**What the exercise asks:** Give an exact copy of the lines of the records below, starting at the line containing "mark boulder | bbox" and running to the end.

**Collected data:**
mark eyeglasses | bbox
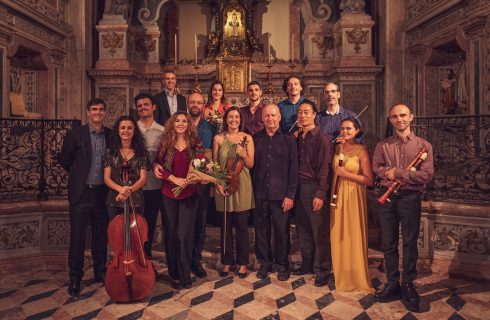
[189,101,204,105]
[324,90,339,94]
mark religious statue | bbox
[224,11,244,39]
[207,32,220,58]
[247,30,262,54]
[340,0,366,15]
[104,0,131,19]
[441,68,456,114]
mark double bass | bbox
[105,160,155,302]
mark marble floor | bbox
[0,227,489,320]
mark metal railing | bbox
[2,115,489,203]
[0,118,81,202]
[386,115,490,203]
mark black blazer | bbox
[153,90,187,126]
[60,124,111,204]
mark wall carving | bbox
[24,71,36,112]
[346,28,369,54]
[433,223,490,255]
[15,0,65,24]
[0,221,39,250]
[135,35,156,60]
[47,220,69,246]
[312,35,334,59]
[98,87,127,125]
[102,32,124,57]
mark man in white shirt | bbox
[153,70,187,126]
[135,93,165,259]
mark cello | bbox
[105,159,155,302]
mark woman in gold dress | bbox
[330,118,374,292]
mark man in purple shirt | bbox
[240,81,265,135]
[372,104,434,313]
[292,99,333,287]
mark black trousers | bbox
[219,211,249,266]
[192,183,212,267]
[68,185,108,281]
[143,189,163,258]
[162,194,198,285]
[295,183,331,276]
[254,199,290,271]
[378,190,422,284]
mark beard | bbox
[189,108,201,117]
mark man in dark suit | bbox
[60,98,111,296]
[153,70,187,126]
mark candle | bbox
[194,34,198,64]
[267,34,271,62]
[291,33,294,61]
[174,34,177,65]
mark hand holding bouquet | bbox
[172,151,228,197]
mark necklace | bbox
[120,148,134,160]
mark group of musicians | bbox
[60,70,434,313]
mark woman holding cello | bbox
[154,111,202,289]
[213,106,255,278]
[330,117,374,292]
[104,115,149,220]
[103,115,155,302]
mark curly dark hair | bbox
[282,74,305,96]
[108,115,146,157]
[222,106,242,133]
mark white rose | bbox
[193,159,201,167]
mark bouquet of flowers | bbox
[172,150,228,197]
[206,111,224,133]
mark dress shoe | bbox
[314,274,328,287]
[277,270,290,281]
[401,282,420,312]
[192,263,208,279]
[94,274,105,284]
[220,265,231,277]
[238,266,248,279]
[68,281,81,296]
[256,265,270,279]
[291,267,313,276]
[172,280,183,290]
[374,282,402,302]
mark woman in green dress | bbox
[213,107,255,278]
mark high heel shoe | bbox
[220,265,231,277]
[238,265,248,279]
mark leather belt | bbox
[86,184,103,189]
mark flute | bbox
[377,147,428,204]
[330,152,344,207]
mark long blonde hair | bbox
[156,111,199,163]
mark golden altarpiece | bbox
[212,1,255,93]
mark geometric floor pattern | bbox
[1,256,489,320]
[1,226,489,319]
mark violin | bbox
[105,159,155,302]
[225,136,248,194]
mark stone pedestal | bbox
[95,14,133,70]
[334,13,375,66]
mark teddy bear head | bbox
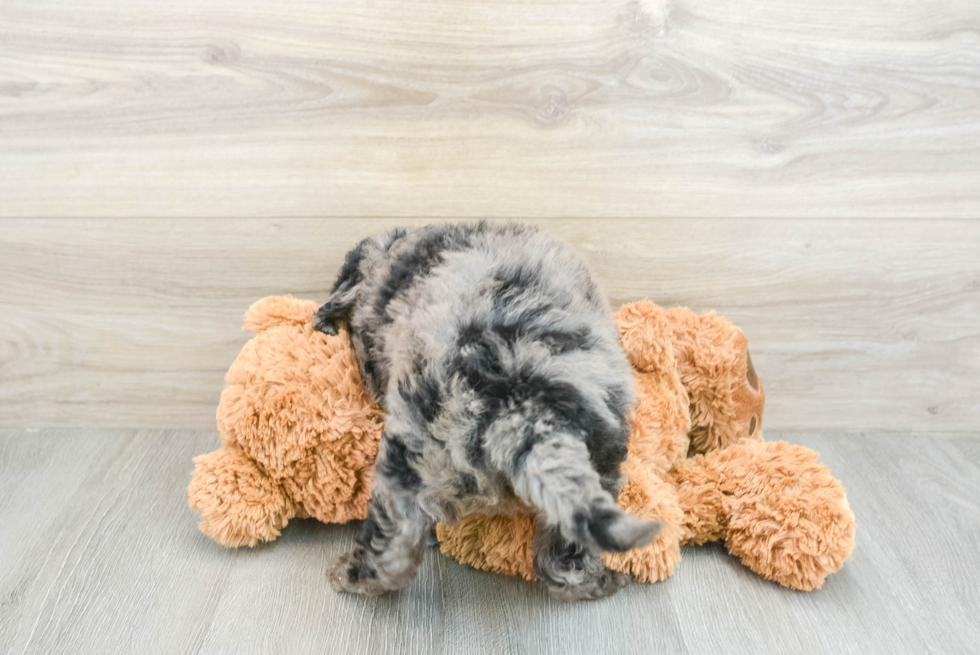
[638,306,763,455]
[191,297,762,549]
[616,301,765,460]
[190,296,383,546]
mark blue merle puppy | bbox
[315,222,659,602]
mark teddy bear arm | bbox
[664,456,729,546]
[602,472,685,583]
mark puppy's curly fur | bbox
[316,222,659,601]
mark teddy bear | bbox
[187,295,384,546]
[437,301,856,591]
[188,295,855,591]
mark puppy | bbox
[315,222,659,601]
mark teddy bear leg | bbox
[327,480,433,596]
[668,440,856,591]
[532,520,633,602]
[187,446,296,547]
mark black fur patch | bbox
[378,435,422,491]
[539,326,593,355]
[357,504,392,555]
[509,426,538,474]
[453,321,627,479]
[535,527,589,586]
[521,373,624,479]
[602,384,630,423]
[375,225,473,323]
[458,343,506,392]
[456,473,479,498]
[452,326,505,468]
[315,240,369,335]
[590,439,629,485]
[491,319,591,356]
[463,419,488,468]
[346,554,379,582]
[586,505,625,552]
[331,239,367,293]
[355,328,385,398]
[572,509,591,546]
[397,355,443,423]
[492,263,542,303]
[313,303,344,335]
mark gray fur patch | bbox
[317,222,657,599]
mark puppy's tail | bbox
[508,433,661,553]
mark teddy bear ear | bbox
[615,300,677,372]
[242,295,319,334]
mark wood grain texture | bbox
[1,0,978,218]
[1,217,978,431]
[0,429,977,654]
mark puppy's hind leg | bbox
[534,521,632,602]
[507,433,660,601]
[328,435,432,596]
[509,434,660,555]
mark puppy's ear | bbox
[243,295,318,334]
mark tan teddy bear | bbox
[188,296,384,546]
[188,296,855,591]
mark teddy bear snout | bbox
[742,350,765,434]
[745,351,759,391]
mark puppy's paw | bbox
[313,307,340,336]
[546,566,633,603]
[593,567,634,599]
[327,551,387,597]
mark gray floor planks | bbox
[1,429,977,654]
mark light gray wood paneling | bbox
[1,218,978,431]
[0,429,977,654]
[1,0,978,218]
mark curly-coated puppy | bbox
[316,222,659,601]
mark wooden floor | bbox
[1,429,978,655]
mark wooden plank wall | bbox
[1,218,977,430]
[0,0,978,431]
[2,0,978,218]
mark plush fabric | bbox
[188,296,384,547]
[188,296,855,590]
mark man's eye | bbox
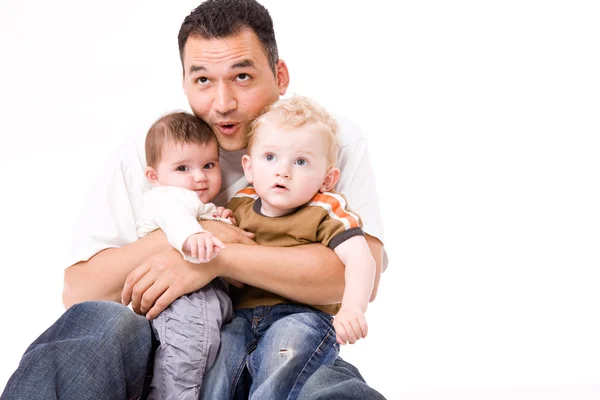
[196,77,209,84]
[204,162,215,169]
[237,73,250,81]
[295,158,307,166]
[176,166,188,172]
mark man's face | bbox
[182,29,288,152]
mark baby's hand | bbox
[183,231,226,262]
[216,206,237,225]
[332,305,368,345]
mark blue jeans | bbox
[1,301,385,400]
[200,304,385,400]
[0,301,151,400]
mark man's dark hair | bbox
[178,0,279,73]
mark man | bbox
[1,0,386,399]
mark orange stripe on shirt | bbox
[309,192,360,229]
[233,187,257,198]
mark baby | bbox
[227,95,376,352]
[136,111,233,400]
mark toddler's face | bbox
[244,116,331,216]
[153,139,221,204]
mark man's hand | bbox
[199,220,255,244]
[121,247,218,320]
[183,231,225,262]
[333,305,368,345]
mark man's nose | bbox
[214,82,237,115]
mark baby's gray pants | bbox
[148,279,232,400]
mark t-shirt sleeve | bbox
[317,217,365,250]
[335,116,388,269]
[66,133,150,268]
[313,192,365,249]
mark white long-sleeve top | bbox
[137,186,231,264]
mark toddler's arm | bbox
[333,235,376,345]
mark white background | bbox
[1,1,599,399]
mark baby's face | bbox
[154,139,221,203]
[245,117,331,216]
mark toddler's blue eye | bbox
[295,159,306,166]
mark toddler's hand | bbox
[216,206,237,225]
[183,231,225,262]
[333,305,368,345]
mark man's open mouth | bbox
[216,123,239,135]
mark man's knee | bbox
[65,301,150,342]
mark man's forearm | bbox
[62,230,170,308]
[219,243,346,305]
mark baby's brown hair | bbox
[145,112,217,167]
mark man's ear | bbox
[241,154,253,184]
[320,167,340,192]
[275,59,290,96]
[144,166,160,186]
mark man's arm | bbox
[116,222,383,318]
[62,230,170,308]
[215,233,384,305]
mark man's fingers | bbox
[240,230,255,239]
[146,287,178,320]
[212,237,226,249]
[139,280,169,315]
[121,262,151,306]
[129,269,157,315]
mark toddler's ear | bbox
[241,155,253,184]
[320,167,340,192]
[144,166,159,186]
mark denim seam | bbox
[287,328,338,399]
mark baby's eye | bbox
[204,162,215,170]
[295,158,307,166]
[265,154,275,161]
[176,166,189,172]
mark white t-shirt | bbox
[68,115,388,270]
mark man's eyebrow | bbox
[188,60,255,75]
[189,65,206,74]
[231,59,256,69]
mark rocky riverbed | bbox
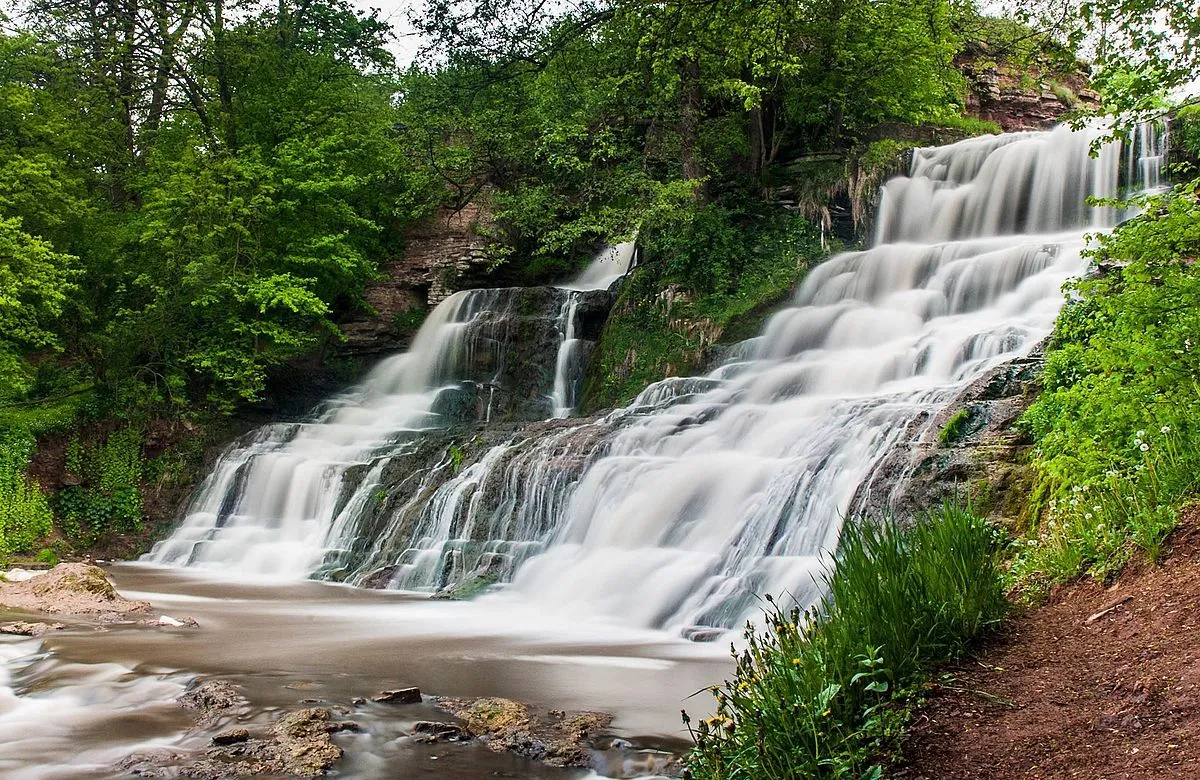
[0,563,721,778]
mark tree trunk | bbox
[679,57,706,203]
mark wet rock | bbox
[179,679,247,726]
[271,708,345,776]
[371,686,422,704]
[411,721,471,743]
[359,565,398,589]
[0,563,152,621]
[851,349,1043,525]
[211,728,250,746]
[0,620,65,636]
[437,696,613,767]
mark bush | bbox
[1017,177,1200,587]
[0,430,54,558]
[685,502,1007,779]
[58,427,146,546]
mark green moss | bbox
[939,409,971,445]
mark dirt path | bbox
[899,510,1200,779]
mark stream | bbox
[1,562,725,779]
[1,122,1169,778]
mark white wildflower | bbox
[1140,443,1150,452]
[1085,513,1093,520]
[1137,430,1146,438]
[1162,426,1171,434]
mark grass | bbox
[1010,427,1194,594]
[686,501,1007,779]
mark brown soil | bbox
[899,507,1200,779]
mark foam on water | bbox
[148,123,1167,636]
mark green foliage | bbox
[0,2,441,419]
[939,409,971,446]
[0,429,54,558]
[1018,178,1200,587]
[583,210,824,410]
[35,547,58,566]
[406,0,979,269]
[1176,105,1200,162]
[685,502,1007,779]
[0,217,77,399]
[1011,427,1186,589]
[58,427,146,546]
[928,114,1002,136]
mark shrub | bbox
[58,427,146,546]
[0,430,54,558]
[1017,176,1200,587]
[685,501,1007,779]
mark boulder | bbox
[0,563,152,621]
[436,696,613,767]
[370,687,422,704]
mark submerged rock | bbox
[0,563,151,621]
[211,728,250,746]
[436,696,613,767]
[411,720,471,743]
[0,620,65,636]
[122,704,351,778]
[137,614,200,628]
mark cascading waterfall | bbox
[146,277,618,575]
[150,123,1165,637]
[550,242,636,417]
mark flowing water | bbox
[3,123,1168,777]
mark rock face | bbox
[316,413,616,593]
[852,348,1044,525]
[436,696,613,767]
[340,204,493,356]
[0,563,152,621]
[959,58,1099,132]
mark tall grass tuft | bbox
[685,501,1007,779]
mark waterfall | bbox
[149,123,1165,635]
[146,284,614,574]
[550,242,636,417]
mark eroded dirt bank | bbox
[899,509,1200,779]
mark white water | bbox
[150,123,1165,636]
[149,246,632,575]
[0,637,193,779]
[551,242,637,417]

**Response box:**
mark boulder | bbox
[0,563,152,621]
[436,696,613,767]
[370,687,422,704]
mark submerged rock | bbox
[0,563,151,621]
[211,728,250,746]
[436,696,613,767]
[411,720,471,743]
[0,620,65,636]
[122,704,351,778]
[137,614,200,628]
mark cascading waterfall | bbox
[146,277,618,575]
[150,123,1165,637]
[550,242,636,417]
mark flowing water | bbox
[3,123,1168,777]
mark rock face | bbox
[316,413,616,593]
[852,348,1044,525]
[436,696,613,767]
[340,204,493,356]
[0,563,152,621]
[959,58,1099,132]
mark tall grass tuft | bbox
[685,501,1007,779]
mark waterfall | bbox
[149,123,1165,635]
[146,284,614,574]
[550,242,636,417]
mark eroded dirt bank | bbox
[899,509,1200,779]
mark white water | bbox
[150,123,1165,636]
[149,246,632,575]
[0,637,193,779]
[551,242,637,417]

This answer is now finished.